## To do
Each entry should be restated word for word, with all pictures left out.
......
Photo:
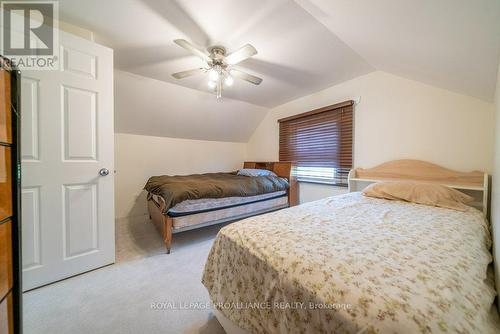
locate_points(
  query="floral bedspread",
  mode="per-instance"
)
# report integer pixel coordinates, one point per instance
(353, 264)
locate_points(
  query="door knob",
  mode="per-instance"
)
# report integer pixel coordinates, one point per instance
(103, 172)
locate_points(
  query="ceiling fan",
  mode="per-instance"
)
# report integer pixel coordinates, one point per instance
(219, 65)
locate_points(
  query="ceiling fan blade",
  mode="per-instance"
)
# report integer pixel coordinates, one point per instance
(247, 77)
(191, 48)
(188, 73)
(243, 53)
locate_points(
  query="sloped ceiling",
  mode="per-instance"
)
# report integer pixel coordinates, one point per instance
(452, 44)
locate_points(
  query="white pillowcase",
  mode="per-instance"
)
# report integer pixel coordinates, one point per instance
(255, 172)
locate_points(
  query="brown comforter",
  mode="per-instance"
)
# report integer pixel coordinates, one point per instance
(175, 189)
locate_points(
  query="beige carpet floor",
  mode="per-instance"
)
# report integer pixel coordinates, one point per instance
(118, 298)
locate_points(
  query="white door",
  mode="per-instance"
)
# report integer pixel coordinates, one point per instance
(66, 139)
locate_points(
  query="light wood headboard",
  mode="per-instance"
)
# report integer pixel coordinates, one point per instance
(418, 170)
(283, 169)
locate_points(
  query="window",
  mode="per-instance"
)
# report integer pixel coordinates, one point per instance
(320, 143)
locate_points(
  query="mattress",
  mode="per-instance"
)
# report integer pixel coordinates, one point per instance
(232, 213)
(188, 207)
(353, 264)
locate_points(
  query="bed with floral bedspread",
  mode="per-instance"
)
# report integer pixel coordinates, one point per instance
(353, 264)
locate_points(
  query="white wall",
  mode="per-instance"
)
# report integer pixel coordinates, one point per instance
(150, 107)
(395, 119)
(139, 157)
(495, 200)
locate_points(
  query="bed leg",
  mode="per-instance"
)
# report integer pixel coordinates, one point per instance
(167, 233)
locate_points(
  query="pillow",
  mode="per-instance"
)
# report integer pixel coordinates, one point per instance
(255, 172)
(420, 193)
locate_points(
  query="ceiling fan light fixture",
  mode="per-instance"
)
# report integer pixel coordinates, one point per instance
(219, 65)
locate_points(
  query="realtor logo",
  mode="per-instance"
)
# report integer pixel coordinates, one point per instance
(29, 36)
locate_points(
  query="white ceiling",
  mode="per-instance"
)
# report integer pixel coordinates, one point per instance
(154, 108)
(453, 44)
(304, 46)
(297, 54)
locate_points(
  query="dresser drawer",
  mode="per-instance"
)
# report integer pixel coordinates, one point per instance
(5, 258)
(5, 111)
(7, 315)
(5, 183)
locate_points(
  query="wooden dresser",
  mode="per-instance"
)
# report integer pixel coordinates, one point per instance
(10, 261)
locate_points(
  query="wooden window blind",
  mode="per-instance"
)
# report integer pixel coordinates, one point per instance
(320, 143)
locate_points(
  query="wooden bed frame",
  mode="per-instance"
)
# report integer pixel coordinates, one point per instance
(165, 223)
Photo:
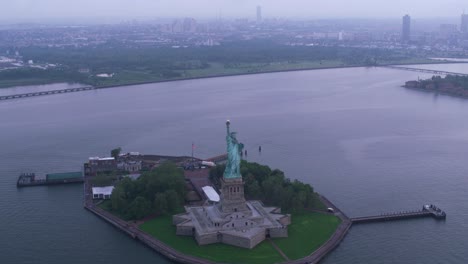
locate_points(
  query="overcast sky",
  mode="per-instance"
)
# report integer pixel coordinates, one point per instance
(59, 9)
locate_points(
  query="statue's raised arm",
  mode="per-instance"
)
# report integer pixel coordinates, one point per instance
(234, 149)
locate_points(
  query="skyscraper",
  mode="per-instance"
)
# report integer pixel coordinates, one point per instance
(259, 14)
(405, 34)
(464, 23)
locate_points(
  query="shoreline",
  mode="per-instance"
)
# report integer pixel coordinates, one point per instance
(249, 73)
(132, 230)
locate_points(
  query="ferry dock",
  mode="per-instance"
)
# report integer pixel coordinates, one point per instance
(426, 211)
(31, 179)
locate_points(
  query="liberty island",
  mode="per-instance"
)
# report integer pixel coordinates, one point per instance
(233, 220)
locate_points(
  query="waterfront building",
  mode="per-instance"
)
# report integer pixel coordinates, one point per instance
(232, 220)
(259, 14)
(406, 30)
(102, 192)
(97, 164)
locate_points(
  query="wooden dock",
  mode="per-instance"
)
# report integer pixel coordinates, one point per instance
(427, 211)
(423, 70)
(30, 179)
(26, 95)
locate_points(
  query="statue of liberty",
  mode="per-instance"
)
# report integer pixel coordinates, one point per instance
(234, 148)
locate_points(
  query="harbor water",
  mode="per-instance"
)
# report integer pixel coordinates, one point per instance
(366, 143)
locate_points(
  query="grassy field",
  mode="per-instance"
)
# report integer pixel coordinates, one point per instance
(307, 232)
(162, 229)
(137, 76)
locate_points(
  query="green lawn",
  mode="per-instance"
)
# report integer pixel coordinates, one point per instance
(307, 232)
(162, 229)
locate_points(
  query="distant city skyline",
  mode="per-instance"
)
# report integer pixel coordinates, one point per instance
(127, 9)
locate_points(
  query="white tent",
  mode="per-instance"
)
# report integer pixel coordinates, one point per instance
(212, 195)
(102, 192)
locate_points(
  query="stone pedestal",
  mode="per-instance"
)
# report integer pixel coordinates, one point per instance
(232, 196)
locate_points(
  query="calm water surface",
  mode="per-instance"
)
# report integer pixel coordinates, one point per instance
(366, 143)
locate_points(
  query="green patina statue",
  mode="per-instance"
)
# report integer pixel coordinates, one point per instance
(234, 150)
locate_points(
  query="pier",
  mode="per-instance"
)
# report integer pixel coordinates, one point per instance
(423, 70)
(30, 179)
(26, 95)
(427, 211)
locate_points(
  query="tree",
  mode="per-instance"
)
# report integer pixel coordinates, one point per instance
(160, 203)
(116, 152)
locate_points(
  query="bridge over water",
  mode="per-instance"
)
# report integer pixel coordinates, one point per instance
(427, 211)
(423, 70)
(26, 95)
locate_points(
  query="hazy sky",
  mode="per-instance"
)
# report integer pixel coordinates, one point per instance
(53, 9)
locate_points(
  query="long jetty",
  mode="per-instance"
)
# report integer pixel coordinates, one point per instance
(427, 211)
(61, 91)
(423, 70)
......
## Worked solution
Photo:
locate_points(
  query="floral bedspread",
  mode="per-instance"
)
# report integer pixel coordinates, one point per instance
(353, 264)
locate_points(
  query="door knob",
  mode="per-instance"
)
# report integer pixel coordinates, one point per instance
(103, 172)
locate_points(
  query="ceiling fan",
  mode="per-instance"
)
# report integer pixel coordinates, one point per instance
(219, 65)
locate_points(
  query="ceiling fan blade",
  mode="per-instance"
)
# report integer pixel coordinates, one point per instance
(247, 77)
(191, 48)
(188, 73)
(243, 53)
locate_points(
  query="sloped ceiling",
  mode="per-instance"
)
# report integer pixel coordinates, one point per instance
(452, 44)
locate_points(
  query="white pillowcase",
  mode="per-instance"
)
# report integer pixel coordinates, one point per instance
(255, 172)
locate_points(
  query="brown comforter",
  mode="per-instance"
)
# report integer pixel coordinates, one point per instance
(175, 189)
locate_points(
  query="beige carpet floor",
  mode="per-instance"
)
# report integer pixel coordinates, one point per instance
(118, 298)
locate_points(
  query="white door",
  mode="per-instance"
)
# report integer pixel coordinates, one point per instance
(66, 139)
locate_points(
  query="light wood headboard",
  mode="per-instance"
)
# report integer pixel coordinates, one point per instance
(418, 170)
(283, 169)
locate_points(
  query="window",
  mode="per-instance"
)
# report integer pixel coordinates, one point per instance
(320, 143)
locate_points(
  query="mattress",
  mode="per-instance"
)
# report integer pixel coordinates, one point per instance
(232, 213)
(188, 207)
(353, 264)
locate_points(
  query="bed with floral bedspread",
  mode="per-instance"
)
# report integer pixel coordinates, one point per instance
(353, 264)
locate_points(
  query="white wall",
  mode="per-instance"
)
# report integer pixel coordinates, one point per instance
(150, 107)
(395, 119)
(139, 157)
(495, 200)
locate_points(
  query="bed leg",
  mode="per-instance"
)
# report integer pixel coordinates, one point per instance
(167, 233)
locate_points(
  query="pillow",
  mode="per-instance"
)
# report integer pixel coordinates, one point per instance
(255, 172)
(420, 193)
locate_points(
  query="ceiling fan light fixture",
  mode="per-instance"
)
# report integer pixel coordinates, one point per instance
(219, 65)
locate_points(
  query="realtor logo",
  mode="per-instance"
)
# report integer pixel coordinates, one point per instance
(29, 36)
locate_points(
  query="white ceiling",
  mode="per-instance"
)
# report integer pixel coordinates, one point per instance
(154, 108)
(453, 44)
(304, 46)
(297, 54)
locate_points(
  query="dresser drawer",
  mode="per-instance"
)
# report integer pixel coordinates, one point per instance
(5, 258)
(5, 111)
(7, 315)
(5, 183)
locate_points(
  query="wooden dresser",
  mode="per-instance"
)
# report integer pixel coordinates, one point per instance
(10, 261)
locate_points(
  query="wooden window blind",
  mode="per-instance"
)
# report integer pixel coordinates, one point per instance
(320, 143)
locate_points(
  query="wooden bed frame",
  mode="per-instance"
)
# report integer pixel coordinates, one point per instance
(165, 223)
Photo:
locate_points(
  query="overcast sky",
  mode="per-instance"
)
# report integer pixel coordinates, one point per instance
(59, 9)
locate_points(
  query="statue's raised arm",
  mode="per-instance"
)
# report integer pixel coordinates, one point per instance
(234, 149)
locate_points(
  query="skyscraper",
  mode="per-instance"
)
# report integer pixel coordinates, one point per instance
(259, 14)
(405, 34)
(464, 23)
locate_points(
  query="shoreline",
  mode="per-instance"
)
# report integer pixel coordinates, one point per instance
(249, 73)
(132, 230)
locate_points(
  query="ferry dock",
  mode="per-instance"
)
# report integer pixel coordinates, one point per instance
(426, 211)
(31, 179)
locate_points(
  query="liberty island",
  mode="per-instance"
)
# report integer pixel coordinates, one point per instance
(233, 220)
locate_points(
  query="waterfront building",
  mode="per-instance"
)
# report integer pixel coordinates, one point per instance
(232, 220)
(259, 14)
(406, 30)
(102, 192)
(97, 164)
locate_points(
  query="wooden dock",
  mode="per-instance"
)
# report integer pixel coordinates, one point per instance
(427, 211)
(423, 70)
(30, 179)
(26, 95)
locate_points(
  query="statue of liberty",
  mode="per-instance"
)
# report integer pixel coordinates, one point per instance
(234, 148)
locate_points(
  query="harbor water",
  mode="per-instance"
)
# report integer pixel coordinates, one point per instance
(366, 143)
locate_points(
  query="grassy field",
  mode="per-instance"
)
# report integer pixel coordinates, one point per instance
(307, 232)
(162, 229)
(137, 76)
locate_points(
  query="green lawn",
  mode="per-instance"
)
# report integer pixel coordinates, one point per instance
(307, 232)
(162, 229)
locate_points(
  query="distant city skyline",
  mode="per-instance"
)
# report integer pixel coordinates, one point per instance
(127, 9)
locate_points(
  query="white tent",
  mode="per-instance"
)
# report integer pixel coordinates, one point per instance
(212, 195)
(102, 192)
locate_points(
  query="stone pedestal",
  mode="per-instance"
)
# report integer pixel coordinates, one point per instance
(232, 196)
locate_points(
  query="calm water surface",
  mode="per-instance"
)
# report integer pixel coordinates, one point per instance
(366, 143)
locate_points(
  query="green patina statue",
  mode="per-instance"
)
# report integer pixel coordinates, one point per instance
(234, 150)
locate_points(
  query="pier",
  mode="per-instance"
)
# report integer pixel coordinates, one point per instance
(423, 70)
(30, 179)
(26, 95)
(427, 211)
locate_points(
  query="tree",
  mode="per-instance"
)
# report integer pixel coordinates, one point per instance
(160, 203)
(116, 152)
locate_points(
  query="bridge over water",
  mode="per-instance"
)
# report integer pixel coordinates, one point per instance
(427, 211)
(423, 70)
(26, 95)
locate_points(
  query="hazy sky",
  mode="per-instance"
)
# report integer pixel coordinates, one point per instance
(53, 9)
locate_points(
  query="long jetty",
  mode="per-instance"
)
# report integer pixel coordinates, one point per instance
(427, 211)
(61, 91)
(423, 70)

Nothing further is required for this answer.